- [TEXT BLOCK]
----
And I can't quite get that out of my head.
When I was my sister's age, I was a Style Channel devotee. This was back in the halcyon days when said channel actually addressed fashion - more often than not, I could turn on the television and see actual runway shows. I was thirteen - I liked to sketch out costumes and leather corsets and replicas of period drama's full skirts and luscious curves.
I was thirteen. I went to a private school where everyone knew about that one girl who was in the hospital for an undisclosed eating disorder, where buying uniforms was parting with hundreds of dollars and seeing a girl in the mirror who wanted to be an extra small.
There are so many threads to that tangle, so many little bits of life which eventually form disordered eating. Believe it or not, most women endure some element of disordered eating - and how can we not? Thinking about those models and clothes on the Style Channel, thinking about advertisements with thin women eating fat free yogurt and giggling, thinking about the picture on the packaging of a bathroom scale, stuck permanently on 125 pounds - how can we not be disordered, even a little bit?
But of course, there's so much more than that.
I know that food was always a challenge for me. I had an allergy we hadn't discovered, so eating often resulted in stomach problems. We had a limited budget, and while my parents definitely tried to (and succeeded in) putting food on the table I knew, despite my young age, that food was money, that money was a problem, that Chinese takeout meant a paycheck and red beans and rice didn't. Not eating seemed easier.
And being popular was a challenge. I had never been overweight one day of my life, but once I got to middle school I learned hard lessons - I learned that I was terrible at sports (fat), that my body (as yet undeveloped) needed a bra to be acceptable (fat), that the pretty girls wore small uniforms (fat), that girls got more attention by passing out with hunger than by adeptly analyzing poetry (fat). I went to a very well known private school for girls, and the number one lesson I learned was the calorie count of yogurt in the cafeteria and how to get all of those pretty girls to ask me how to lose weight. Because, well, I did. I think that's the one thing I did perfectly.
Going to high school? I was so excited because no one would be able to know when I didn't eat. I saw myself, somehow grown up between eighth grade and ninth, slugging back espresso and talking with friends and never letting on, never revealing, never showing that I stayed up late to eat Frosted Flakes at midnight because sugar was the only thing which kept me going. I'd stick to my ten grams of fat per day and eat cereal in the dark because no one, no one could see me eat.
My mom just posted a brilliant piece on underage drinking in Howard County. It garnered a lot of attention, and rightly so. Underage drinking - or, more worrying to me, binge drinking - is a huge issue for people my sister's age and a bit older, and I applaud her for tackling such an important problem. But - or rather, and - there are other things I worry about.
My sister has never been overweight a day in her life.
----
- [DATA EXCERPTS]
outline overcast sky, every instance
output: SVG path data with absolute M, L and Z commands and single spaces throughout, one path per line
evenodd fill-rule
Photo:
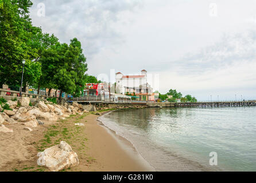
----
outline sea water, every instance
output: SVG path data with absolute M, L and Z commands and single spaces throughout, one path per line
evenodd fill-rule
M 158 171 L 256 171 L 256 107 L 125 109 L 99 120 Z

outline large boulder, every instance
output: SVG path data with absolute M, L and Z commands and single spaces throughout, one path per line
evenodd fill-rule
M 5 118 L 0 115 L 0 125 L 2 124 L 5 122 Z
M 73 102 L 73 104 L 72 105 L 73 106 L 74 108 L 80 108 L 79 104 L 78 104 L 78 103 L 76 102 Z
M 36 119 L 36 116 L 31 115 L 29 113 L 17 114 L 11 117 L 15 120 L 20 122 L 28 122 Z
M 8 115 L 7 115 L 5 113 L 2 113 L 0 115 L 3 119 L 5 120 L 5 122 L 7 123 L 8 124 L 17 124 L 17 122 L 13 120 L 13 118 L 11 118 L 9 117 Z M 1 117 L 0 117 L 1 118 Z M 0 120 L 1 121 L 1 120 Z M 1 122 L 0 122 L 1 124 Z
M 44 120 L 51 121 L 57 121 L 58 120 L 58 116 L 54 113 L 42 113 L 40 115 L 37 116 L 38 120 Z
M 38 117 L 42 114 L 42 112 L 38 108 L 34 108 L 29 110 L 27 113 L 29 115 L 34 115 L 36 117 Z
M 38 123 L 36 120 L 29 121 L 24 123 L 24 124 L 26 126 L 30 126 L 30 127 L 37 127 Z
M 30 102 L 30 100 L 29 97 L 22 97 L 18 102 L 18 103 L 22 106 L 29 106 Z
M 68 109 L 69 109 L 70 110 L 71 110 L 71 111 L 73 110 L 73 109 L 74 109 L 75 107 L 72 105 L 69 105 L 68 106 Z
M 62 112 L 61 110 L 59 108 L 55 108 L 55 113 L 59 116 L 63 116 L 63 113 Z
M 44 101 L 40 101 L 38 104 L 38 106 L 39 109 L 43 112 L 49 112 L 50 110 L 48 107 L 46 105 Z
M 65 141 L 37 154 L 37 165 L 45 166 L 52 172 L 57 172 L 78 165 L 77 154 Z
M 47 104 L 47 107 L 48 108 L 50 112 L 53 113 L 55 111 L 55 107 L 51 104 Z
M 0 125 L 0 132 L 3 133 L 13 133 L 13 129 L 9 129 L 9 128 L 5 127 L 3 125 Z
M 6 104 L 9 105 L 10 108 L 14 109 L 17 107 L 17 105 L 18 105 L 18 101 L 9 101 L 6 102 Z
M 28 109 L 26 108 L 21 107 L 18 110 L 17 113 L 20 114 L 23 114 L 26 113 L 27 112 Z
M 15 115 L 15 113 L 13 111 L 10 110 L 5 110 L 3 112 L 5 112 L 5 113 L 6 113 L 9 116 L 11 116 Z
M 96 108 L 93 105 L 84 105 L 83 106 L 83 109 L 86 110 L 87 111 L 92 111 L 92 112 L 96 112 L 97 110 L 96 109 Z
----
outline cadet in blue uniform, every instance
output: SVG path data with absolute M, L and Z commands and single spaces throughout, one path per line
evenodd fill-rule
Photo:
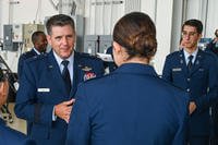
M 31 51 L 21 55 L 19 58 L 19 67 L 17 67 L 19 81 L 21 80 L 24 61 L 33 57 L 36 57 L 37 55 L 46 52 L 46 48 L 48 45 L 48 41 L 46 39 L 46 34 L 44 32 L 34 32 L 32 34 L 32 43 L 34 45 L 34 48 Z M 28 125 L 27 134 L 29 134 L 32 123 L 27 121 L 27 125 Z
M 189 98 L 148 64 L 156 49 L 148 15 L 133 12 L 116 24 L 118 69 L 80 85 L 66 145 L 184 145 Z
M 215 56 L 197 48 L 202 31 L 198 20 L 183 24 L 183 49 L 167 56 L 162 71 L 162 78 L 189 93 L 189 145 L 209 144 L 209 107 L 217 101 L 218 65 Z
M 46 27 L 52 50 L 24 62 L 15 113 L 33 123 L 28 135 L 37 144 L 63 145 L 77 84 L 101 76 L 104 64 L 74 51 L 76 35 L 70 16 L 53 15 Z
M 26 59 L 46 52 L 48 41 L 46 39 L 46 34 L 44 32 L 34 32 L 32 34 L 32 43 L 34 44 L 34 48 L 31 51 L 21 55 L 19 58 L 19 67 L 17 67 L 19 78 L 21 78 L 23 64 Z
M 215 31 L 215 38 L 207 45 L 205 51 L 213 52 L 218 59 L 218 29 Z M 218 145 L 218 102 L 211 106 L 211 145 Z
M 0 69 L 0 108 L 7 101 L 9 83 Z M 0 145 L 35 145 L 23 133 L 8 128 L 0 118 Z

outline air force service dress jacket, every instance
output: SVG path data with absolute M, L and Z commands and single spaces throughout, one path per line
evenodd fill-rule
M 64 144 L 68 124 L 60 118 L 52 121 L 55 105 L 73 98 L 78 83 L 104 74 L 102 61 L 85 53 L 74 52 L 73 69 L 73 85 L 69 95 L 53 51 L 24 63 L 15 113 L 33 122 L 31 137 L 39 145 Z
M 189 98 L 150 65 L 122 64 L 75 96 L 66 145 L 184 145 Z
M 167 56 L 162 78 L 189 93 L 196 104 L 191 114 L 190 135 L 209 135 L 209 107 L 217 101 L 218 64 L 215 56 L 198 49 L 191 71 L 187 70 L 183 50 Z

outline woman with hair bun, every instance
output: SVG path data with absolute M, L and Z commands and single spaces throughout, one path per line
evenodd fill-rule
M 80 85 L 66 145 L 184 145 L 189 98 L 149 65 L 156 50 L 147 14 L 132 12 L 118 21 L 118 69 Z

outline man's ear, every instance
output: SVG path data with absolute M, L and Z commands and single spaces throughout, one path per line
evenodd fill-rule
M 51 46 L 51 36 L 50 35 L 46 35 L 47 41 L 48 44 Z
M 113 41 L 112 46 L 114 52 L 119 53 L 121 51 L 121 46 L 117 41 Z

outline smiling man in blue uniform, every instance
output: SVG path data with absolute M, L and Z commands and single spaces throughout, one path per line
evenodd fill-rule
----
- [PROBLEM SET]
1 > In the essay on disordered eating, how many grams of fat per day did the writer plan to stick to in high school?
2 > List every lesson the writer says was learned in middle school that the essay on disordered eating marks with "(fat)".
3 > Carry on the essay on disordered eating from its final sentence, "My sister has never been overweight a day in her life."
The records have nothing to do with the essay on disordered eating.

- [ANSWERS GIVEN]
1 > Ten grams of fat per day.

2 >
- The writer was terrible at sports.
- The writer's body, as yet undeveloped, needed a bra to be acceptable.
- The pretty girls wore small uniforms.
- Girls got more attention by passing out with hunger than by adeptly analyzing poetry.

3 >
I've been through a lot - I've done the underage drinking thing with gusto, I've made mistakes with boys, I've self-harmed, I've been through bipolar disorder and keep going through it. I've done drugs (very, very minimally, and very much as a youthful reaction to my disorder) and I've been pretty stupid about a lot of things. But there's this terror which I can't shake and which I pray to God will never touch my sister, and that's eating cereal in the middle of the night because somewhere in the back of your mind you know that if you don't you might die.
I didn't want to die. I wanted to live for my sister, then just born, because I didn't want the last thing she saw of me to be a picture of my too-thin body. A body which didn't even look like me. A body which fit in with the Style Channel and yogurt and scales but not with my incredible love for her.
But I wouldn't eat.
That's what scares me - and I'm scared of all of it, too, the drinking, the Adderall, the Oxy, the boyfriends, the girlfriends, the bullying, the rape, the hate crimes, even the freaking internet - but I'm so, so scared of my beautiful baby, my literal life saver, thinking that she is fat.
Maybe we could de-stigmatize bodies. Maybe a girl of thirteen could buy uniforms in a medium and know that she would grow into them perfectly. Maybe we could keep our daughters out of hospitals and model whole body and mental health. Maybe the image on the box can show a scale reading a higher number, or lots of numbers, or just a smile; maybe we can have all sorts of bodies on runways, bodies of different shapes and different colors with thick or thin hair and muscles and yeah, a little fat.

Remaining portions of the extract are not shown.